§ **Angestrebtes Ziel 1**
Skaliere in den Einträgen vom Anfang bis einschließlich der Zeile mit "left=384, top=133, right=479, bottom=211" alle Koordinaten in den Antworten mit dem Faktor 0,4 und runde auf ganze Zahlen, wobei Hälften aufgerundet werden. Gib nur diese Zeilen samt Aufforderungstext vollständig wieder, die Zahlen im Formatmuster bleiben dabei unverändert.

Vom Esighaus zum Essighaus, Teil 1: Die Geschichte des Hauses an der Langenstraße 13 (heute 21) von 1618 bis 1945

Anlehnungsbedürftig: die gerade einmal 7,14 breite Vorderfront des Essighauses, hier auf einer Ansichtskarte um 1910. Quelle: Werbung Essighaus/Peter Strotmann

Anlehnungsbedürftig: die gerade einmal 7,14 breite Vorderfront des Essighauses, hier auf einer Ansichtskarte um 1910. Quelle: Werbung Essighaus/Peter Strotmann

In den letzten Wochen und Monaten bin ich von verschiedenen Seiten auf das sogenannte Essighaus, Langenstraße 21*, angesprochen worden. Die einen finden es bedauerlich, dass nach 1945 nur noch die Fassade des Erdgeschosses wieder aufgebaut wurde, andere wollen sich für die Wiederherstellung der kompletten Fassade einsetzen. Somit wird das Essighaus Thema bei Bremen History.

Als Lüder von Bentheim 1613 starb, hatte er 1612 noch die Fassade der Rathauses neu gestalten können. 1618 begann der Dreißigjährige Krieg. Es war das Jahr, als auch Bau des Essighauses vollendet wurde. Es hatte eine Fassade ganz aus Sandstein im Stil der Weserrenaissance, aber mit vielen Elementen des Barock. Man vermutet, dass von Bentheim auch diese Fassade entworfen habe. Das Haus war nur 7,14 Meter breit und hatte fünf  Vollgeschosse. In den unteren Etagen standen zwei rechteckige Utluchten vor. Das Portal war zentral mit einem ovalem Oberlicht angeordnet. Außer der Datierung 1618 befand sich über den Utluchten diese Inschrift:

    HAS●NEIT●ABGUNST●IST●GAR●UMSONST

    WAS●GOT●BESCHERET●BLEIB●UNERWERET

Maritimer Flair: der hintere Teil der Diele des Essighauses. Quelle: Werbung Essighaus/Peter Strotmann

Maritimer Flair: der hintere Teil der Diele des Essighauses. Quelle: Werbung Essighaus/Peter Strotmann

Das ist jedenfalls das Ergebnis meiner Recherche. Aber dazu werde ich noch in einem Essighaus-Spezial berichten.

[In einem Datensatz aufgeführte Einträge]
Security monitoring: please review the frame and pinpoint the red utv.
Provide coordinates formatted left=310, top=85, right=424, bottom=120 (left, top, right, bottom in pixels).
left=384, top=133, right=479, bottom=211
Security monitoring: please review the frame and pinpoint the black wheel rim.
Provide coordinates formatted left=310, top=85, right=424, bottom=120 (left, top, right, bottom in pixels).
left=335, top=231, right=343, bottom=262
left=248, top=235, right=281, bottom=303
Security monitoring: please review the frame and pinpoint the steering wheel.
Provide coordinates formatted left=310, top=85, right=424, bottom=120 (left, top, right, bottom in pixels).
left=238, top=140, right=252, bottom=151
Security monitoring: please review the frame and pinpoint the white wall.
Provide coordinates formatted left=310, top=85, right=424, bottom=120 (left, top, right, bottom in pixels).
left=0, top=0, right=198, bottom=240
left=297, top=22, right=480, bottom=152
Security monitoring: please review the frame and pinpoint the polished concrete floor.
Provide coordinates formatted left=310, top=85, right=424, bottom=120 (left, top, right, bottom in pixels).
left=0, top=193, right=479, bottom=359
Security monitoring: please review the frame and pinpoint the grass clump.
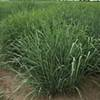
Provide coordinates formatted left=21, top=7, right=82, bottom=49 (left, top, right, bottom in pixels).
left=0, top=1, right=100, bottom=95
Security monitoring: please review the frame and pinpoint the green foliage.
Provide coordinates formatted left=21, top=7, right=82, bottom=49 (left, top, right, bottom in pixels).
left=0, top=2, right=100, bottom=95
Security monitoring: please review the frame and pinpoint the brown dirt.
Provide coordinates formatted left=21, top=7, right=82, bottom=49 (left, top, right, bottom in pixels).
left=0, top=69, right=100, bottom=100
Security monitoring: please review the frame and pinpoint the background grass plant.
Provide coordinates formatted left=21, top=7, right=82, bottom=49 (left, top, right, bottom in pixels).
left=0, top=2, right=100, bottom=95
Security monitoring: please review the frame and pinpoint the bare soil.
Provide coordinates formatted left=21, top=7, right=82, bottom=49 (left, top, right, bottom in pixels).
left=0, top=69, right=100, bottom=100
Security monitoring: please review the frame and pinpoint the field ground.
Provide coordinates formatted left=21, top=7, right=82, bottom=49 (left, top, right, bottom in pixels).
left=0, top=70, right=100, bottom=100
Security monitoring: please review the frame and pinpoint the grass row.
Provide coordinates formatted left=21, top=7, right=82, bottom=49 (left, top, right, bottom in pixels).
left=0, top=2, right=100, bottom=95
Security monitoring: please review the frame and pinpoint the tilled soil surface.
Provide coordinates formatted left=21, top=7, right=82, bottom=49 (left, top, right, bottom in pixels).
left=0, top=69, right=100, bottom=100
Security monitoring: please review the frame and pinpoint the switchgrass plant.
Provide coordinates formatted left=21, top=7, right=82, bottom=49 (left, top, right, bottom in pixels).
left=5, top=21, right=99, bottom=95
left=0, top=1, right=100, bottom=95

§ **Angestrebtes Ziel 2**
Setze den Text über das Essighaus in der Langenstraße nach seinem letzten Satz fort.

§ **Endergebnis 1**
Security monitoring: please review the frame and pinpoint the red utv.
Provide coordinates formatted left=310, top=85, right=424, bottom=120 (left, top, right, bottom in pixels).
left=154, top=53, right=192, bottom=84

§ **Endergebnis 2**
Um den Leser nicht mit allzu viel Text zu langweilen, ist hier die Geschichte des Essighauses von 1618 bis 1945 chronologisch aufgezeichnet.

*In die 1960ern wurde die Langenstraße neu durchnummeriert. Bis dahin hatte das Essighaus die Hausnummer 13.

1618

Das lange, schmale, aber prächtige Giebelhaus im Stil der Weserrenaissance wird erbaut. Es ist das Eigentum von Kaufleuten, die dort auch ihre Kontore hatten. Bauherr war der Ratsherr Harmen Esich. Über zwei Jahrhunderte ist es das „Esighaus“.

1824

Conrad Büchner richtet in dem Haus Langenstraße 13 eine Brauerei für Weiß- Braun- und Schiffsbier ein. Von 1850 bis 1855 wird nur noch Weinessig hergestellt. Der Volksmund nennt das Haus „Essighaus“. Es ist eine „Verklitterung“ von Esig zu Essig.

1859

Nachfolger Heinrich Rasch betreibt nur noch eine Essigfabrik.

1896

Auch ein Bestandteil des Essighauses: das Barockzimmer. Quelle: Werbung Essighaus/Peter Strotmann

Auch ein Bestandteil des Essighauses: das Barockzimmer. Quelle: Werbung Essighaus/Peter Strotmann

Heinrich Rasch verlegt seinen Betrieb zur Osterstraße 22. Das Haus Langenstraße 13 steht leer und verwahrlost. Es kommt das Gerücht auf, dass das South Kensington Museum in London die Fassade erwerben wolle.

1897

Die Weinhandelsfirma Reidemeister & Ulrichs wird Eigentümer und der Architekt Albert Dunkel baut das Haus in ihrem Auftrage in eine Gastwirtschaft um, das „Alt-Bremer-Haus“.

Die Gasträume waren gediegen eingerichtet, u.a. gab es eine Diele, Wohnstube, Galerie, Küche, Ess-, Barock-, und  Rokokozimmer und Patriziersaal.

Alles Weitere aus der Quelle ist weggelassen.